_WHAT THE EXERCISE ASKS_
The pictures are to be omitted when the entries are reproduced exactly.

(Stored dataset items)
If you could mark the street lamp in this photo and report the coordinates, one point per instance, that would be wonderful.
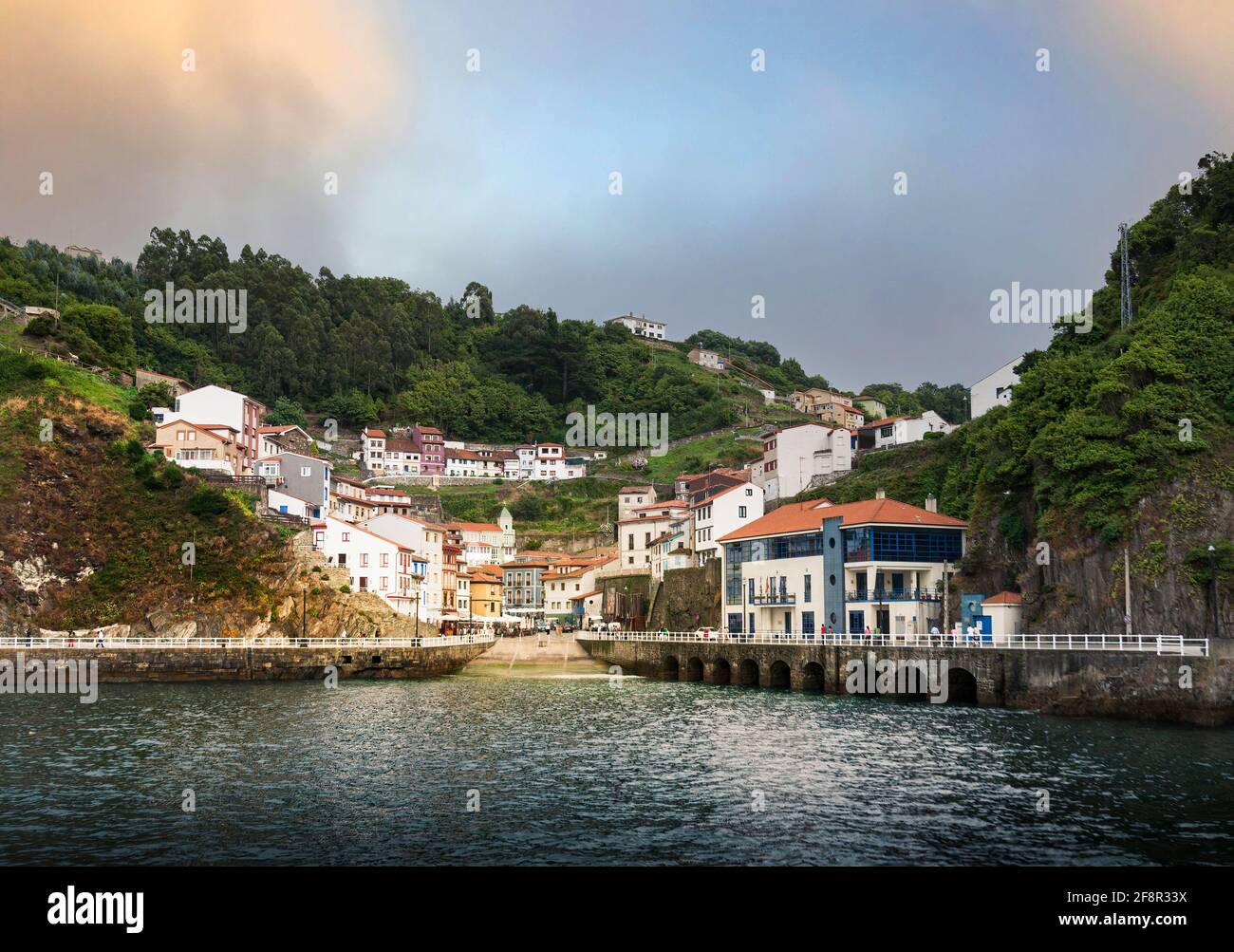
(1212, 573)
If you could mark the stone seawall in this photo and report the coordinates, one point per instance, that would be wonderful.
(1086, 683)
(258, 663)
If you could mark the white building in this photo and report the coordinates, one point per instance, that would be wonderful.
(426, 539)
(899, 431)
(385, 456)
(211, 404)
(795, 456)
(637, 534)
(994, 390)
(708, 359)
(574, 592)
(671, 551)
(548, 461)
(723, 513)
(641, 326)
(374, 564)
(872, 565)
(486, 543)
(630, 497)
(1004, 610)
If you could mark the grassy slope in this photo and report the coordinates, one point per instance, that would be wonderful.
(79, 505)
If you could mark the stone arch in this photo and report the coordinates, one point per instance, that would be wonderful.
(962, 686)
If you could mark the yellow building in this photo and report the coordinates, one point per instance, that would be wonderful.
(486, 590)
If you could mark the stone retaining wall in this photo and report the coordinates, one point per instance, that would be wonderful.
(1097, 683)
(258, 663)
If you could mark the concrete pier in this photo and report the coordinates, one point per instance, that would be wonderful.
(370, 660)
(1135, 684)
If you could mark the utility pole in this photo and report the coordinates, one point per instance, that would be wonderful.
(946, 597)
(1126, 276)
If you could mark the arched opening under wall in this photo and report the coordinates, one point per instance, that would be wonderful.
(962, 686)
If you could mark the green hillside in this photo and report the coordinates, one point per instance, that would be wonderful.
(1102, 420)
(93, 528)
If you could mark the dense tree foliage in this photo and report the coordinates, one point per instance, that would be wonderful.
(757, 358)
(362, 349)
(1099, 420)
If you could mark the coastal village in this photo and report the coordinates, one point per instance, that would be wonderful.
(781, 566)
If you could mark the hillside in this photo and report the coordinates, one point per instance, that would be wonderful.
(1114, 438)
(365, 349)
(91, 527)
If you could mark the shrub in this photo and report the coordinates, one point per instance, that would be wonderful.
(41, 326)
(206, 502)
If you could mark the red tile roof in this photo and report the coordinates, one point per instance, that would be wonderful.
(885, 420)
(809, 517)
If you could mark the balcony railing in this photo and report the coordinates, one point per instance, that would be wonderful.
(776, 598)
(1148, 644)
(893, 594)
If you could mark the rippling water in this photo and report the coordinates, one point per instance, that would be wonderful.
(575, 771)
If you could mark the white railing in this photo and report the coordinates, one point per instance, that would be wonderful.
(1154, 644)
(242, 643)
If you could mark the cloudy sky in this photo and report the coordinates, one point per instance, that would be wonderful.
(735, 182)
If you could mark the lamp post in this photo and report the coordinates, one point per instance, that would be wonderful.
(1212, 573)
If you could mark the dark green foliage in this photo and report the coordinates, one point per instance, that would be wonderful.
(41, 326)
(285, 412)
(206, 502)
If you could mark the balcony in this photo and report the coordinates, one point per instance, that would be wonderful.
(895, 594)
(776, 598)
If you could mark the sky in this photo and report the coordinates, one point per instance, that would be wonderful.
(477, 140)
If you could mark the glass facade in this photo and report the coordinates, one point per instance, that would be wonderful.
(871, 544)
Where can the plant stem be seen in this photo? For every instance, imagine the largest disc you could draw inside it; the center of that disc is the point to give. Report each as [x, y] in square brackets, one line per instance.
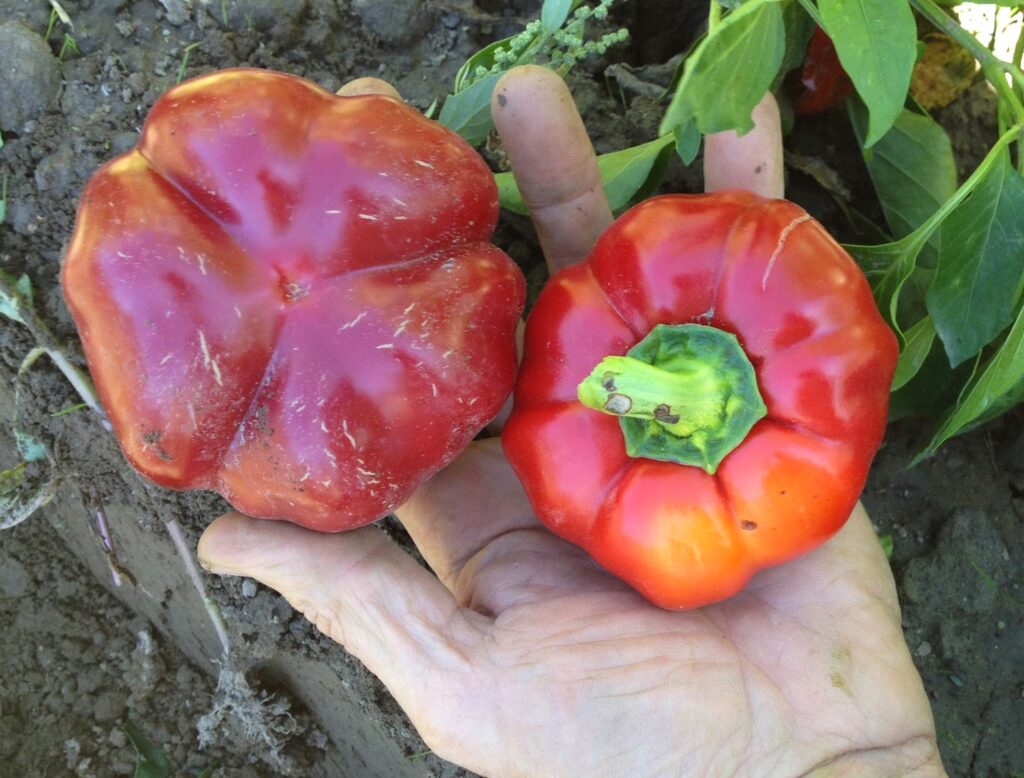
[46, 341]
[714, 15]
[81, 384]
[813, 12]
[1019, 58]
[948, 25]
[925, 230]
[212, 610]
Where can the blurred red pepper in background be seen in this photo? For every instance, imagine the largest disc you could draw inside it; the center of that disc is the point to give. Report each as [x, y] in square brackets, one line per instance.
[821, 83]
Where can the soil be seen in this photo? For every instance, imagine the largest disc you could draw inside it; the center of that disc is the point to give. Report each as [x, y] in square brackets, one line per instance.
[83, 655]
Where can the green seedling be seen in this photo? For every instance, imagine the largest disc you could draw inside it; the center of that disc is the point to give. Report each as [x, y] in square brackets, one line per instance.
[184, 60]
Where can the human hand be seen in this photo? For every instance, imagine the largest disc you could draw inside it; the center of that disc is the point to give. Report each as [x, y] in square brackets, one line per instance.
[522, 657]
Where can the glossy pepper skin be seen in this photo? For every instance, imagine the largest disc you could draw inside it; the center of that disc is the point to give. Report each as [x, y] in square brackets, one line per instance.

_EXERCISE SOLUTION_
If you could mark the street lamp in this photo and report the coordinates, one point per instance, that would be wonderful.
(1212, 573)
If you could mark the stone seawall in this photo and report the coordinates, one point per instance, that would be wonderful.
(1086, 683)
(258, 663)
If you could mark the white building in this photo and report the coordinates, one point per instance, that would be wonderful.
(426, 539)
(899, 431)
(385, 456)
(211, 404)
(795, 456)
(637, 534)
(994, 390)
(708, 359)
(574, 592)
(671, 551)
(548, 461)
(723, 513)
(641, 326)
(374, 564)
(872, 565)
(486, 543)
(630, 497)
(1004, 610)
If you could mark the grassy slope in this photo and report the coordinates, one point per instance, that would be wonderful.
(79, 505)
If you could mark the stone arch in this photo and report the coordinates, one point per instance, that would be wonderful.
(962, 686)
If you could mark the yellow building in this photo and report the coordinates, one point per instance, that would be wonderful.
(486, 590)
If you could mark the stone retaining wall in this photo and report the coordinates, one point per instance, that would be wonderful.
(1097, 683)
(258, 663)
If you could mark the concrete pier in this photo and report the coordinates, one point per instance, that would be wonderful.
(370, 660)
(1135, 684)
If you could mark the utility pole in this photo and report the coordinates, one point per instance, that would be wonderful.
(946, 597)
(1126, 276)
If you could mark the arched opening under wall in this photo and report the coordinates, one point per instance, that would be wonderful.
(962, 686)
If you could mark the green hillside in this photo and report the coordinates, one point per instance, that would be wonderful.
(1102, 420)
(93, 528)
If you could mark the dense tree foliage in this photo and report the coordinates, one point per instance, that would be wonderful.
(757, 358)
(362, 349)
(1099, 420)
If you could mark the coastal village in this photo and report the coordinates, one point per instance, that would be wonderful.
(781, 566)
If you could mark the hillside in this photo and report the coordinates, one point per instance, that would be wonderful.
(1114, 438)
(365, 349)
(91, 527)
If you could mark the shrub in this photo and report the coordinates, one point per instance, that would be wonderful.
(41, 326)
(206, 502)
If you could mark the red tile roof in this photo and report the coordinates, one point per instance, that would be wonderful.
(885, 420)
(809, 517)
If you could mark the balcony railing in this photo and report the coordinates, one point per instance, that would be wonderful.
(776, 598)
(1148, 644)
(893, 594)
If you could mark the rippling water in this photo and report the coordinates, one point per instance, that would be wonderful.
(575, 771)
If you could mark the white railing in this photo and report the coordinates, one point per instance, that would be wonderful.
(1154, 644)
(242, 643)
If you could mark the cloudy sky in this photo and report the coordinates, one point per instance, that would be wonderful.
(735, 182)
If you could mark the lamp post in this photo and report the coordinates, one point per instance, that would be wonderful.
(1212, 573)
If you could mark the dark green foliage in this photo and report the coordinates, one point per instance, that would be wonderful.
(41, 326)
(285, 412)
(206, 502)
If you could mark the balcony in this photo and report the coordinates, one point per instance, that would be wonderful.
(895, 594)
(776, 598)
If you could mark the sky in this photo and report the coordinates, one point per instance, that would be wonderful.
(477, 140)
If you could mark the glass facade in this photo and report the coordinates, one point per instance, that would be wonderful.
(871, 544)
Where can the plant stem be seen in this photo? For every instance, imagine the largest disc you could draw inside it; the center of that disc is the point to give. Report each as [x, y] in square brackets, one line per instance.
[46, 341]
[714, 15]
[81, 384]
[813, 12]
[1019, 58]
[948, 25]
[925, 230]
[212, 610]
Where can the blurred red pepper in background be seen in this photo? For every instance, imagine the largest disc you could draw inside it; the center of that disc is the point to give. Report each as [x, y] in square brackets, one line per instance.
[821, 83]
Where can the soil be seen in this photo? For every instance, imagine the largest disc you could draw inside it; the center of that disc is the point to give. Report each as [x, y] in square brackets, one line per instance.
[83, 655]
Where can the green seedling be seen in this photo? For every instance, imagine the largest disc you could draw inside it; the center of that disc is the point to give. Report each as [x, y] in square brackets, one line per instance.
[184, 60]
Where can the human hand be seen in this photo? For every instance, imagine the largest disc you could draw inside it; the center of that disc is the point to give. Report each as [x, y] in square brackets, one line per instance.
[522, 657]
Where can the glossy pepper skin be seen in this photo? For every instance, imagine the largest disc you could draw inside it; the center of that disc is the point to give. Report each as [x, y] in square brackets, one line per instance.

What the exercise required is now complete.